--- Start of Provided records ---

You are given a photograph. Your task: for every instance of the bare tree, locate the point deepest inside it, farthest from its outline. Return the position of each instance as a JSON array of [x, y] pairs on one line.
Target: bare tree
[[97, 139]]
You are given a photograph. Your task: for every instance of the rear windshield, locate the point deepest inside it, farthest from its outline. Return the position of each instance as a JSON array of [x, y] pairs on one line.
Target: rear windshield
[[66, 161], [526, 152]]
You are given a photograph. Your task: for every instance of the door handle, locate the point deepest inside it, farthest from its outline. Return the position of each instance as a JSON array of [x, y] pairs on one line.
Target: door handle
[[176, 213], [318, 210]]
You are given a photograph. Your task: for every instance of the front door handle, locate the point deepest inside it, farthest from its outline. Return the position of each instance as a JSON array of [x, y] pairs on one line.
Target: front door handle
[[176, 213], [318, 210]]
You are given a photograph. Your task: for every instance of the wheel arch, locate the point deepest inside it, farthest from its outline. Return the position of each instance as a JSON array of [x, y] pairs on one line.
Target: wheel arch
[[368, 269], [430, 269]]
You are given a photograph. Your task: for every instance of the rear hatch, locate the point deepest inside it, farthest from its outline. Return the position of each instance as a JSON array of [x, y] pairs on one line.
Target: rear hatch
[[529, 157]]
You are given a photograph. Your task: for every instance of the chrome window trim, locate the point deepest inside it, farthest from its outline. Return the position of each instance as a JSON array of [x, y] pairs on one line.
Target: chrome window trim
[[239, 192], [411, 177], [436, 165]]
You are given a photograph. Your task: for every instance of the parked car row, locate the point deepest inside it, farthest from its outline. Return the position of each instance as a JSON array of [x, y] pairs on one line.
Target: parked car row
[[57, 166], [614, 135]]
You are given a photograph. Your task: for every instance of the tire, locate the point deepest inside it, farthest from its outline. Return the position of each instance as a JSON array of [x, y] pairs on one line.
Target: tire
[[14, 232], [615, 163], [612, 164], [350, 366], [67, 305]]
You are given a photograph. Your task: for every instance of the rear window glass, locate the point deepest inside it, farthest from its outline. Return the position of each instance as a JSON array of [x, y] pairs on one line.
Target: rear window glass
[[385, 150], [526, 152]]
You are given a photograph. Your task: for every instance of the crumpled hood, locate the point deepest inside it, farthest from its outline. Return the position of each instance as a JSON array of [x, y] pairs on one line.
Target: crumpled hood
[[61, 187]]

--- End of Provided records ---

■ Task statement ■
Change "JSON array" to "JSON list" throughout the items above, and reproduce every item with no other alteration.

■ Written answer ■
You are given a photograph. Your task: for every instance of the bare tree, locate the point deepest inside it, farthest from its outline. Return the position of each instance as a JSON list of [x, y] pairs on one line.
Target: bare tree
[[97, 139]]
You are given a photograph. Your task: for every instance of the rear windshield, locate the point deepest inside it, farthest from its outline. Return the position of each instance as a JSON list of [x, y] pairs on one line.
Target: rear windshield
[[66, 161], [526, 152]]
You are given a photograph. Your task: for every instance of the door handle, locate the point deepest inside it, farthest from its outline. Return the position of each instance as a JSON list of [x, y] pairs on one line.
Target: door handle
[[176, 213], [318, 210]]
You are given a photograph. Your task: for every instance of the front door handle, locate the point deepest inside it, farthest from its outline. Return the position of each instance as a JSON list of [x, y] pairs on one line.
Target: front door handle
[[176, 213], [318, 210]]
You are given a photograph. Your task: for every instance of the wheel arch, locate the point deepest inside it, farthest from its outline. Return the position of each instance as a JSON list of [x, y] pairs on one line.
Target: wheel arch
[[368, 269], [430, 269]]
You are given a photograph. Your task: for every instance of the rear hatch, locate the point deepest inside it, farthest from its outline. Return the position of each instance as a JSON list of [x, y] pairs on one line.
Target: rear hatch
[[529, 157]]
You are given a photograph. Your task: for every instance of the chrome window trim, locate the point deepest inside it, farthest from its outline. Return the position of each instance as a JSON list of [x, y] pairs on one line.
Target: chrome window trim
[[239, 192], [411, 177], [436, 165]]
You are given a photograph. Your task: for every instance of the parked car row, locate the point deepest inside it, farthest from its outline. Return the position of each instance as a JSON list of [x, y] pairs on one line.
Target: parked car row
[[57, 166], [614, 135]]
You are given a photograph. Your task: for every instance of the tire, locate the point deepest inside it, farthest from its outline. Return the position of each instance as a JSON list of [x, y] pairs on one line.
Target: tire
[[14, 232], [615, 163], [612, 164], [350, 366], [67, 305]]
You are given a photograph. Your task: for every instance of the rear window glass, locate the point deepest inside it, farthest from its outline. Return the position of each instance as a JSON list of [x, y] pairs on one line.
Target: rear window glass
[[385, 150], [526, 152]]
You are given a photograph. Your task: for every instance of the crumpled hood, locate the point deepest inside it, farthest from its outline. Return the position of each instance as a JSON list of [x, y] pairs on one line.
Target: crumpled hood
[[61, 187]]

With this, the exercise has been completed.